* RECORDS FOR THIS TASK *
= = = =
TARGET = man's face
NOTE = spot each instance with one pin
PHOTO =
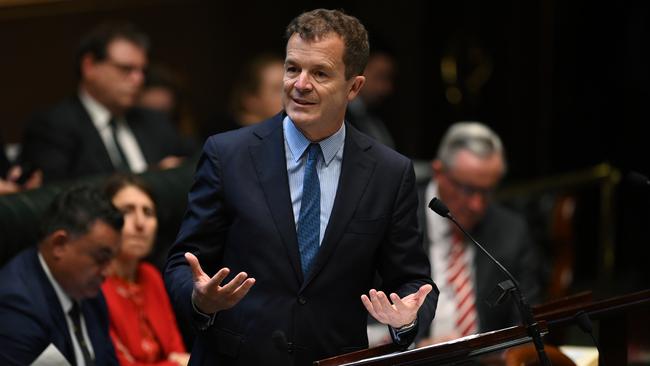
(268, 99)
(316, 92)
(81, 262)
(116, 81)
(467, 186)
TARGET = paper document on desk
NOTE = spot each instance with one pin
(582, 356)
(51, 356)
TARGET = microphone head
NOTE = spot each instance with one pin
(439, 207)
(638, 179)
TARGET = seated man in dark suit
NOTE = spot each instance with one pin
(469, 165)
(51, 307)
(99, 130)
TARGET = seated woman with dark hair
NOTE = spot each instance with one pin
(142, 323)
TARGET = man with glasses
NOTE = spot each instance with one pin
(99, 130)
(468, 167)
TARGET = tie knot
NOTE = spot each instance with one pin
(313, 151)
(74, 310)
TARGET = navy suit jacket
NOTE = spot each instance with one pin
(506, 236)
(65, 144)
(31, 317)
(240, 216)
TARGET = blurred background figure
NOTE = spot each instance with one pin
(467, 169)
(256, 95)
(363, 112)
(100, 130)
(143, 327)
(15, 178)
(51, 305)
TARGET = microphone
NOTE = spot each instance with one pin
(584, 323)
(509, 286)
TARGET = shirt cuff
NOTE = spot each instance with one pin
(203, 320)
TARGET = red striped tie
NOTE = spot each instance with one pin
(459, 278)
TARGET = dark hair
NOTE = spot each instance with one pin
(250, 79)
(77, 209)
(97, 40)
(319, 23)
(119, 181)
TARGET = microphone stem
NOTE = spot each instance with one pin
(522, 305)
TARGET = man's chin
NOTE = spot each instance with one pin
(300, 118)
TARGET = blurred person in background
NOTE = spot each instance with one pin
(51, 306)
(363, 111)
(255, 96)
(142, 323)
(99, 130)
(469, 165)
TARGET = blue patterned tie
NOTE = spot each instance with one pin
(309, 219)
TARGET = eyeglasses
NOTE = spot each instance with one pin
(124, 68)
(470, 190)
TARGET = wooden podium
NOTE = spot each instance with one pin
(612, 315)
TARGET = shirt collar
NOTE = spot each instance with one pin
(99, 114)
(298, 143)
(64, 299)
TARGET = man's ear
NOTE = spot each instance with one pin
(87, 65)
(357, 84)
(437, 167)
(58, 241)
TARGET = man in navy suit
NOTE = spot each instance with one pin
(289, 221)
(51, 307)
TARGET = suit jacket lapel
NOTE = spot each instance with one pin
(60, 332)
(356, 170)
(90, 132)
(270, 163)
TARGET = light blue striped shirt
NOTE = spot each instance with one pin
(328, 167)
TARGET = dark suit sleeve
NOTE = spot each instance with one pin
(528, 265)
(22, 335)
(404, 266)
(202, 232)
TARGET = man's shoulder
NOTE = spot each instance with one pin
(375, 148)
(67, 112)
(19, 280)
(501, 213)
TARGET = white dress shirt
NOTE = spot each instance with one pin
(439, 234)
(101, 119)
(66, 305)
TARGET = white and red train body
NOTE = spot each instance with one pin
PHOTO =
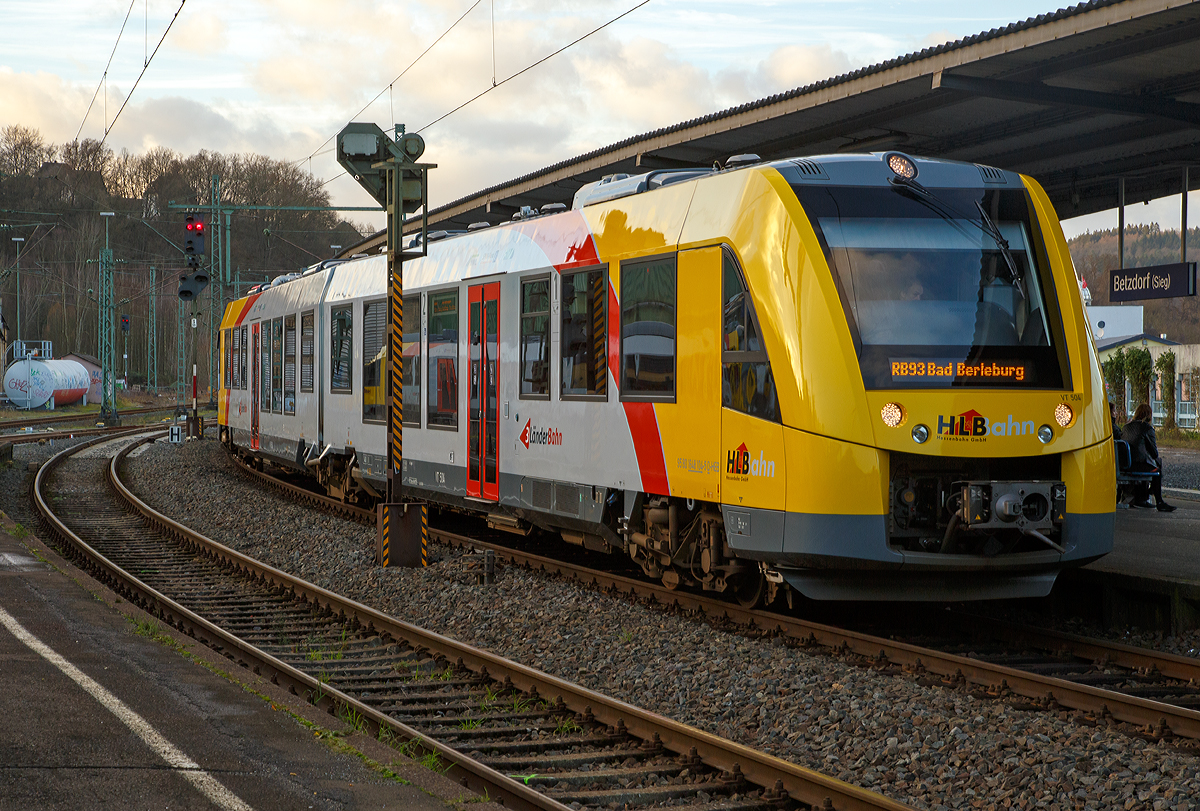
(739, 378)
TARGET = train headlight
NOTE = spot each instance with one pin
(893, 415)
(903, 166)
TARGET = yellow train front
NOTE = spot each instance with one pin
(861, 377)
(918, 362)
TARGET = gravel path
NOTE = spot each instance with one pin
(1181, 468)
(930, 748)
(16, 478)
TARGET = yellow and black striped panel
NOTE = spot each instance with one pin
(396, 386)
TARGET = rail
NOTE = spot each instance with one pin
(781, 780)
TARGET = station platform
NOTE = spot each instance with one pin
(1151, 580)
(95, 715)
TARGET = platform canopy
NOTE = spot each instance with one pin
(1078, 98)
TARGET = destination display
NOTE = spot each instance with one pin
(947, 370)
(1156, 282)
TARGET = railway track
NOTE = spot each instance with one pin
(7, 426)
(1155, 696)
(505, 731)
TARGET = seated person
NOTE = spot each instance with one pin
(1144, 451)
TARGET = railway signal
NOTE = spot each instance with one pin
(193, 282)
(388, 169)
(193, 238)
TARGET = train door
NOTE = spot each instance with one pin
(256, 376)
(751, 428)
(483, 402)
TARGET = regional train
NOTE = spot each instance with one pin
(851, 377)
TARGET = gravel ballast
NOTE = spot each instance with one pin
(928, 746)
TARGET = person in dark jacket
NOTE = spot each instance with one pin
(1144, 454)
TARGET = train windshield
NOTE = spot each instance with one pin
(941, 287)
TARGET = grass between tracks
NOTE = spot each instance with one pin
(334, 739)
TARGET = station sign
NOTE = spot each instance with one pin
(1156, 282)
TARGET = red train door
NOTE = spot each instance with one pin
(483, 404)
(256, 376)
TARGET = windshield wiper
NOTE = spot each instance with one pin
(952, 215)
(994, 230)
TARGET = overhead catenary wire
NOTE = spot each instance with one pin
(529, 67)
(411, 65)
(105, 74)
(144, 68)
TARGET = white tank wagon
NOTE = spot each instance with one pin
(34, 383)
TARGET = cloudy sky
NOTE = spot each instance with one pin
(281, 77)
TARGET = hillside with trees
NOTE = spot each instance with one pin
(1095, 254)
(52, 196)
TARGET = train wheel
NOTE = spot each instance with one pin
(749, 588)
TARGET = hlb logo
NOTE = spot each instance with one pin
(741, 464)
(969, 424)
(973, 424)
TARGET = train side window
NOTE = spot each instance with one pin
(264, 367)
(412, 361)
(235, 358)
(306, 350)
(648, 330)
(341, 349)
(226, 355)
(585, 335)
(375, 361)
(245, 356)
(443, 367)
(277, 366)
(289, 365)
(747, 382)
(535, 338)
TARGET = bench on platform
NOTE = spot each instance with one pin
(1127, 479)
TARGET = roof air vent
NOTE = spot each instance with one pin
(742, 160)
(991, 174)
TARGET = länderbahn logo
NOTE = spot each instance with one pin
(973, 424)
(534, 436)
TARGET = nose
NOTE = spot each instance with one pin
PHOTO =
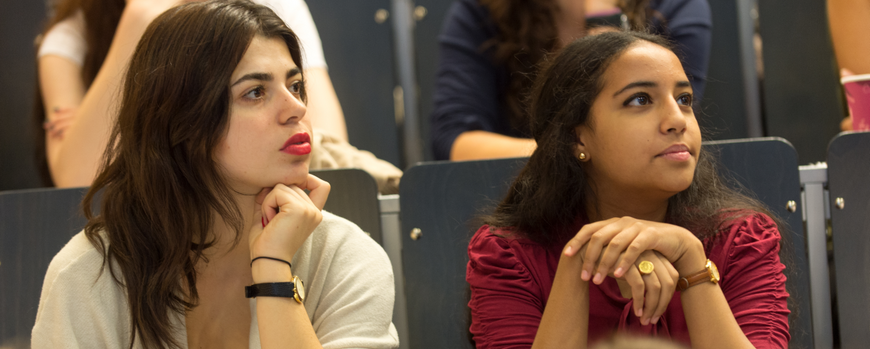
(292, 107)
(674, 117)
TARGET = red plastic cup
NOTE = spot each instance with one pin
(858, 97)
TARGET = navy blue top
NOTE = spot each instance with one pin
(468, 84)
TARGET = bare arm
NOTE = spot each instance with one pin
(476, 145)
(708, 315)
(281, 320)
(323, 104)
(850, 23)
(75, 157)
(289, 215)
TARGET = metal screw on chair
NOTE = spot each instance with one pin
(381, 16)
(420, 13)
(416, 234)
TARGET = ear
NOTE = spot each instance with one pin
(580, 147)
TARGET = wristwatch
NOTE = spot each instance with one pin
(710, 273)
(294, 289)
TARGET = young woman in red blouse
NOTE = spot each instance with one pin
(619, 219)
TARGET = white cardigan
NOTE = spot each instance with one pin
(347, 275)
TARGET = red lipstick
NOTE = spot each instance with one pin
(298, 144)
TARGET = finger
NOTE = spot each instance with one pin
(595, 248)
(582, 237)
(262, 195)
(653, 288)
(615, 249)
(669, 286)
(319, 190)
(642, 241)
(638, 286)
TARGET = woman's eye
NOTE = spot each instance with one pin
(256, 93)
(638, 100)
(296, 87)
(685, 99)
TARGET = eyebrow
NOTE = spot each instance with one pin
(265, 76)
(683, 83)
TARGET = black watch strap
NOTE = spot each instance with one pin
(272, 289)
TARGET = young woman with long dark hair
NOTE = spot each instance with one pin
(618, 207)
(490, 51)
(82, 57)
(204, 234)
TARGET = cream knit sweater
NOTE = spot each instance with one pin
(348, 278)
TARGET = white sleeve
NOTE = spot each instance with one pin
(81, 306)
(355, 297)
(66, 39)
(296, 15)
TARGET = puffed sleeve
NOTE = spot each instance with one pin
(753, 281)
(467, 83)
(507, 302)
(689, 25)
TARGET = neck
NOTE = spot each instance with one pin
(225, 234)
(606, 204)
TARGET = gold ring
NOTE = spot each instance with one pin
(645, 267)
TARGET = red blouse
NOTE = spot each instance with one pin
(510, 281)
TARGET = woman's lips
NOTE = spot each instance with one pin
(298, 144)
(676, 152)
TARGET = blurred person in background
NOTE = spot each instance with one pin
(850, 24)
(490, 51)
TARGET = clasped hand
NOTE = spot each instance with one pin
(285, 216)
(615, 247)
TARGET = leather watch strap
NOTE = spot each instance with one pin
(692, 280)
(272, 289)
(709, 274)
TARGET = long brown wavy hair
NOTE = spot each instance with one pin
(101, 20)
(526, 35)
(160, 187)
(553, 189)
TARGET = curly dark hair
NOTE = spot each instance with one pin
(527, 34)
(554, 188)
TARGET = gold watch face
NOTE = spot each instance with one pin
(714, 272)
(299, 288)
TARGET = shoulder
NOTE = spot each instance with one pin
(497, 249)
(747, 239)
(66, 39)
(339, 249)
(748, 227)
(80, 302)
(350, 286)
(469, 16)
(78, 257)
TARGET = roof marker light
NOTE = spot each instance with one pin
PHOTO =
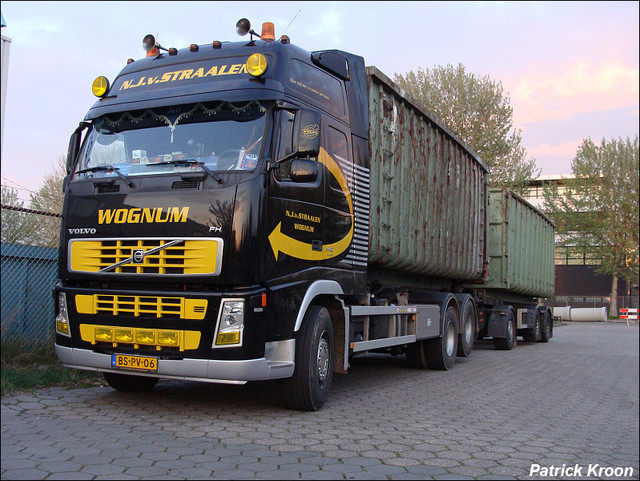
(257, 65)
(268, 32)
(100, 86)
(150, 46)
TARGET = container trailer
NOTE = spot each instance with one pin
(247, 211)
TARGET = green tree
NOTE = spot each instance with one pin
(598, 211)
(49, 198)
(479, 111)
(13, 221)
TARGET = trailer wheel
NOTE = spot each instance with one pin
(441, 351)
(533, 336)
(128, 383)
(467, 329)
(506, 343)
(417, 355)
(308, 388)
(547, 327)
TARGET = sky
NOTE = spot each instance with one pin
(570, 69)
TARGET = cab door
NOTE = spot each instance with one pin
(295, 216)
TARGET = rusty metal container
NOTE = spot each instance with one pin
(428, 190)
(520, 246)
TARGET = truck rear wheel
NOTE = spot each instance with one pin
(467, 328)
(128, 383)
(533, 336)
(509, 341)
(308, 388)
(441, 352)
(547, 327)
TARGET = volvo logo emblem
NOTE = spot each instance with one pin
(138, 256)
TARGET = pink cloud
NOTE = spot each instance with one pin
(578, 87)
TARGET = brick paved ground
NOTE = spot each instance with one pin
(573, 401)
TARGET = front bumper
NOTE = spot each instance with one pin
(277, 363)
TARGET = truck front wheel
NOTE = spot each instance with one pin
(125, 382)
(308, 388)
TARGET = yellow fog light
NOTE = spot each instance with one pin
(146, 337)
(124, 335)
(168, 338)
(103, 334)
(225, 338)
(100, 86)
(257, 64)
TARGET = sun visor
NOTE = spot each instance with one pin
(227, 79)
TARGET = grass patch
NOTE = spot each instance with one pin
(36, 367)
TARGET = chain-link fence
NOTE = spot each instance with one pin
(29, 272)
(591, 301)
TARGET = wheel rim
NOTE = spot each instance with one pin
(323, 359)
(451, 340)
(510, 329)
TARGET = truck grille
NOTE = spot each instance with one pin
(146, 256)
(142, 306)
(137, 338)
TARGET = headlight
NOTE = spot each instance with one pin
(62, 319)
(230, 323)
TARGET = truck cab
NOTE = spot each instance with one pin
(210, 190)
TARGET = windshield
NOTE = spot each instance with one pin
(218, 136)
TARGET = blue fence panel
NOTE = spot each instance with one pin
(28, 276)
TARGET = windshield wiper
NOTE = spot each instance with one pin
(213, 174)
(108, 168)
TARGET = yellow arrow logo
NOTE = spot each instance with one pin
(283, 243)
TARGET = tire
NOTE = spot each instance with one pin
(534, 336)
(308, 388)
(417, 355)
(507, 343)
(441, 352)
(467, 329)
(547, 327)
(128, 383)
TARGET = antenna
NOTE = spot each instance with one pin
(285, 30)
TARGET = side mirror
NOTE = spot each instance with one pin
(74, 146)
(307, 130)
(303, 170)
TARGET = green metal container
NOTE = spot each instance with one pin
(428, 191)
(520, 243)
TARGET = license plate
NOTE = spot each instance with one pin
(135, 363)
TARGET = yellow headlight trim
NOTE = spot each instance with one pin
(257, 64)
= = = =
* EXERCISE DESCRIPTION *
Going line by line through the listing above, count those that contain "suit" and give only the result.

* WORKED SOLUTION *
5